→ **Assignment**: What is needed is a copy of each line in the listing that contains "sticker".

→ **Data excerpts**:
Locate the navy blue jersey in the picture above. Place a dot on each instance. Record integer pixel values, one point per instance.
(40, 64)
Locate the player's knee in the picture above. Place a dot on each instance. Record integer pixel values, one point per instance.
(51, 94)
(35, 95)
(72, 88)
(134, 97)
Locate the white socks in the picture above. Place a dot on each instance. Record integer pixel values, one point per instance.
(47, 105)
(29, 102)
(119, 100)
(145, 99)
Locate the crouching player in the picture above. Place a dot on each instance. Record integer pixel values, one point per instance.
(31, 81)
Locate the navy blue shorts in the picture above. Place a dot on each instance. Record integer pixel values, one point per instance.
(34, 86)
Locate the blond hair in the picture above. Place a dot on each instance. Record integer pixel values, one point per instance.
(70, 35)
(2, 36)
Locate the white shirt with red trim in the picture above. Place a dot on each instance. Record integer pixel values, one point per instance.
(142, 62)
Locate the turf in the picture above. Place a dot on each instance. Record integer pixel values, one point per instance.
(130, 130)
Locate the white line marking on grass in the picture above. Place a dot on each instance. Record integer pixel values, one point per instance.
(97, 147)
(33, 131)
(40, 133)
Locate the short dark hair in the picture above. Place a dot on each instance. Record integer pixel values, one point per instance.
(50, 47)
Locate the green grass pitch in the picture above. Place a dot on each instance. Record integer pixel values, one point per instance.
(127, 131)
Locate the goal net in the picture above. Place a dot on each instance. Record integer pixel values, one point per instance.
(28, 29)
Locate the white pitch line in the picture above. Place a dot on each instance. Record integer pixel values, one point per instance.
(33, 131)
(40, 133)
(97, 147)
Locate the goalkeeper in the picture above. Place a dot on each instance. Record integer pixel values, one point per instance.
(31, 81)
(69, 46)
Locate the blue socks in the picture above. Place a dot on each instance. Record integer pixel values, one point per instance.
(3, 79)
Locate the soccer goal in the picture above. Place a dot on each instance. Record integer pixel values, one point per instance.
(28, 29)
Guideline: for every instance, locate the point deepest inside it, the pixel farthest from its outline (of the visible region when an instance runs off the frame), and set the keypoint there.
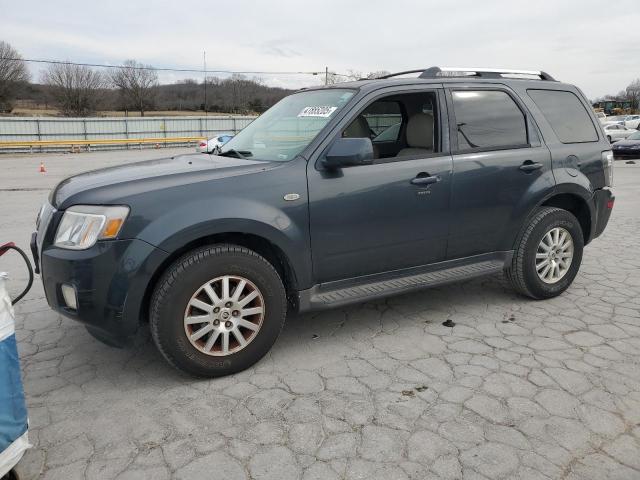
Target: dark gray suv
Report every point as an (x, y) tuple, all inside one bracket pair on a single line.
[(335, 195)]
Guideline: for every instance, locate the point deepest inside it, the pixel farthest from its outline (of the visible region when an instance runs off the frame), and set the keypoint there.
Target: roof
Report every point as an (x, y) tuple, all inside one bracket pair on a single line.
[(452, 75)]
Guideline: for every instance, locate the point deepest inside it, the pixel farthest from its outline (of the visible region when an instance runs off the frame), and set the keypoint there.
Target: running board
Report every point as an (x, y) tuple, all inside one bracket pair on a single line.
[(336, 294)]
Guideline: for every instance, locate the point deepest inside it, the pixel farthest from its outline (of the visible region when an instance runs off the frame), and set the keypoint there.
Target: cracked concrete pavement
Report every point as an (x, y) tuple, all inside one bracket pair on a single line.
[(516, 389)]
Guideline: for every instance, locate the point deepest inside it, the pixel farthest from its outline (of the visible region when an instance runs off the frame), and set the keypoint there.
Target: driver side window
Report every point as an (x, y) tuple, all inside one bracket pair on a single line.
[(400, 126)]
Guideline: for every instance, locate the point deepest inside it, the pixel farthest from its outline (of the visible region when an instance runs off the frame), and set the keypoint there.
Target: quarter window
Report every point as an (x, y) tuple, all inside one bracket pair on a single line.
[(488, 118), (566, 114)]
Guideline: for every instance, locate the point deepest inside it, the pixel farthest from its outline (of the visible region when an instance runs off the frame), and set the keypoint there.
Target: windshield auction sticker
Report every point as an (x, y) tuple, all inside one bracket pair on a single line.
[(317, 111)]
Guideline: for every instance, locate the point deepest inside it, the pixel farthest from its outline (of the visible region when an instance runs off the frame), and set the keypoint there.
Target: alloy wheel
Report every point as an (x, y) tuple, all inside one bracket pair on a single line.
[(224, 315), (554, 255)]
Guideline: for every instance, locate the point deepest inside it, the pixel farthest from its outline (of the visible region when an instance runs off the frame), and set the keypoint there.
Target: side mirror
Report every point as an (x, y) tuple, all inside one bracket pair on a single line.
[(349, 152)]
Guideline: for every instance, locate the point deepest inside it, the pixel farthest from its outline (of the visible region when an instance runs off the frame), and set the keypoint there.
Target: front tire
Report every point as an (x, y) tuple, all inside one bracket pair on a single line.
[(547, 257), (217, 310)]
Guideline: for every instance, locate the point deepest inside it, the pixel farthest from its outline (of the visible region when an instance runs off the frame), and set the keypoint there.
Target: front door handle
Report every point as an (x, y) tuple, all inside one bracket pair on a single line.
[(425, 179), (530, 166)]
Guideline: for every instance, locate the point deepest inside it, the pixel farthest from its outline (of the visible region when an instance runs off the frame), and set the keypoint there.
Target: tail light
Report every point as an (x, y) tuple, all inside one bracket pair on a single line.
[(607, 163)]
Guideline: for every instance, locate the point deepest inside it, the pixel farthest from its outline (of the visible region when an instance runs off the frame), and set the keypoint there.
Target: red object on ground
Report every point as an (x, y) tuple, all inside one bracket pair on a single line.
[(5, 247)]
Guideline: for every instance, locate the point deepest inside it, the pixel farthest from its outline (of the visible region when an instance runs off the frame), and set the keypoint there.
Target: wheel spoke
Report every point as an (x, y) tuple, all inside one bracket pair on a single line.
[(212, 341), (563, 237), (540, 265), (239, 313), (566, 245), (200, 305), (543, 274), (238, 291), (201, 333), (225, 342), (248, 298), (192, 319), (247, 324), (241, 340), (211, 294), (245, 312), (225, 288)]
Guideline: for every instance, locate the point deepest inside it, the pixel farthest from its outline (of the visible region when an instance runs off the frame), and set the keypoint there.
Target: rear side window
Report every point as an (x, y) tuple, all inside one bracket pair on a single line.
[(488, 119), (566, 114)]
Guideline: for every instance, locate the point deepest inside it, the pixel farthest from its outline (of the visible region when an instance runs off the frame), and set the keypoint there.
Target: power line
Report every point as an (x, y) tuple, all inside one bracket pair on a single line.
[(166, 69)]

---

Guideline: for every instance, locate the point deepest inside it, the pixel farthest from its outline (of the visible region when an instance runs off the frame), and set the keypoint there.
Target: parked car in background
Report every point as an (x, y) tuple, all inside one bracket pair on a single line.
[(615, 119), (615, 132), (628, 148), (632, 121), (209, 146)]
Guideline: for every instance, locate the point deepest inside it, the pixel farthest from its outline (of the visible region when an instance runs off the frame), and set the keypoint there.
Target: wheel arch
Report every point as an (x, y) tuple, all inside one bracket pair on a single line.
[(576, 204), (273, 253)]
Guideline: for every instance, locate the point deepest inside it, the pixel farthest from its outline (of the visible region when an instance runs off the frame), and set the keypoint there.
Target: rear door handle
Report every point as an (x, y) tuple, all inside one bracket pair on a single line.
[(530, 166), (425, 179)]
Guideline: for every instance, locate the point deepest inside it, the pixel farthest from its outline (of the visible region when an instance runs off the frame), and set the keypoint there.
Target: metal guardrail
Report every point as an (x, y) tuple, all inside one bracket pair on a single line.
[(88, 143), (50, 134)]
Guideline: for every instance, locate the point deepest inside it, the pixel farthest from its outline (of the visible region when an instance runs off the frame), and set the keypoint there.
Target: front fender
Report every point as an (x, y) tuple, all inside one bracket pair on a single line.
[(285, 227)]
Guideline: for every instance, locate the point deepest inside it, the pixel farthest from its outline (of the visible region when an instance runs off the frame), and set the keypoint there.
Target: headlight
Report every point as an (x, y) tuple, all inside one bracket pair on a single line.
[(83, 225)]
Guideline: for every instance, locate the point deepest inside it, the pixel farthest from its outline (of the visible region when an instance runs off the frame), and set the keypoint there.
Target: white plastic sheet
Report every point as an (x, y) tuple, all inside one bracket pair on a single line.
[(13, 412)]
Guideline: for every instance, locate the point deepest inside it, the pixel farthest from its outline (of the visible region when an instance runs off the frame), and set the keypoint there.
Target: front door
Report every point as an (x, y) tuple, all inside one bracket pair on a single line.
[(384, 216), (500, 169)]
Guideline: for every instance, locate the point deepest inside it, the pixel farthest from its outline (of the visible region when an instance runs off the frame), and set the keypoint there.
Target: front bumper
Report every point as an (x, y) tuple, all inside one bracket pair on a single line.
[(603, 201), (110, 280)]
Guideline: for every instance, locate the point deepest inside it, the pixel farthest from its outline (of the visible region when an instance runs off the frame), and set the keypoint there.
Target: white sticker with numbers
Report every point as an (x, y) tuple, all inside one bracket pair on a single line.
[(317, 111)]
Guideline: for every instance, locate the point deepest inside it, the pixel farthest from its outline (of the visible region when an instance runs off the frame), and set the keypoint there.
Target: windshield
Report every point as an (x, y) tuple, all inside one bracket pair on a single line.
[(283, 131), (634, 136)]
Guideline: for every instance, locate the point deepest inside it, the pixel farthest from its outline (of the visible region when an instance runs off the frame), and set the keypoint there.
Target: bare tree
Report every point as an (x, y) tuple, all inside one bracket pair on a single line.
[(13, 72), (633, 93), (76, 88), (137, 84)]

→ **Answer section**:
Target: windshield auction sticker
Target: white sticker with numbers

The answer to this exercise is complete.